Reproduce word for word the part of the data below that runs from the line containing "Return one point per instance of the braided" through the final line of the data.

Source data
[start]

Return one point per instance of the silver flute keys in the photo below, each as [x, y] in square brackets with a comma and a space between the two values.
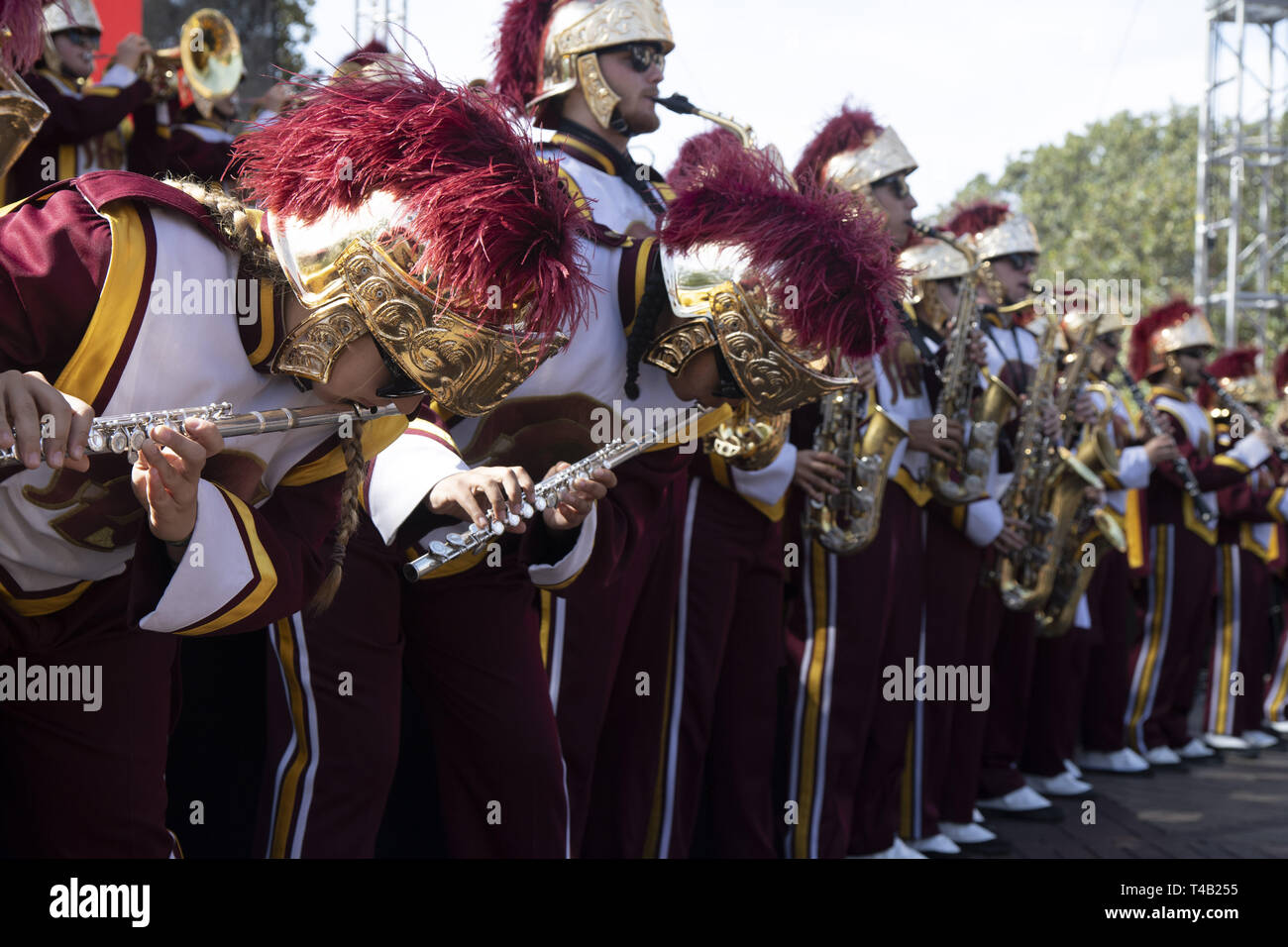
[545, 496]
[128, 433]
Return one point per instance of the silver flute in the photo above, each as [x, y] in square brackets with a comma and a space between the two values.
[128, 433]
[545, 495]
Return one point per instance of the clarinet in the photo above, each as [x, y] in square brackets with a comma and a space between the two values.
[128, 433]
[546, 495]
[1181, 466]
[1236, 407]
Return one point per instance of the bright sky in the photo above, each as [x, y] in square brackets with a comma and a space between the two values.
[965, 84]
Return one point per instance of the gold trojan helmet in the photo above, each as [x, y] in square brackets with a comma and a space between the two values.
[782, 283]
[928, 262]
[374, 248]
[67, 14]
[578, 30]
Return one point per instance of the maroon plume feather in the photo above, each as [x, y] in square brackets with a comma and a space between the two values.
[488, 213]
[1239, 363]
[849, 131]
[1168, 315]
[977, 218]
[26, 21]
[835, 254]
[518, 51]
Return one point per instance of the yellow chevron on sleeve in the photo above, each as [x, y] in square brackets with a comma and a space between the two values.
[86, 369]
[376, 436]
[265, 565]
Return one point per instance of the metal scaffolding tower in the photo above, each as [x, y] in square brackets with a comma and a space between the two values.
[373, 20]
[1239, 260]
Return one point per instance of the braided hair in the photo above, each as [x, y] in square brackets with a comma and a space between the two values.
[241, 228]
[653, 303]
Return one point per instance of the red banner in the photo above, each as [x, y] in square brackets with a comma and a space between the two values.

[end]

= THE RESPONSE =
Return one point per instance of the braided hair in the photo above, each as [x, y] in square brackets with a comma and a space between the two values.
[241, 228]
[653, 303]
Return one point per instance of the red banner in the photo above, each as [x, y] in square brackets with a comma and a space between the two values.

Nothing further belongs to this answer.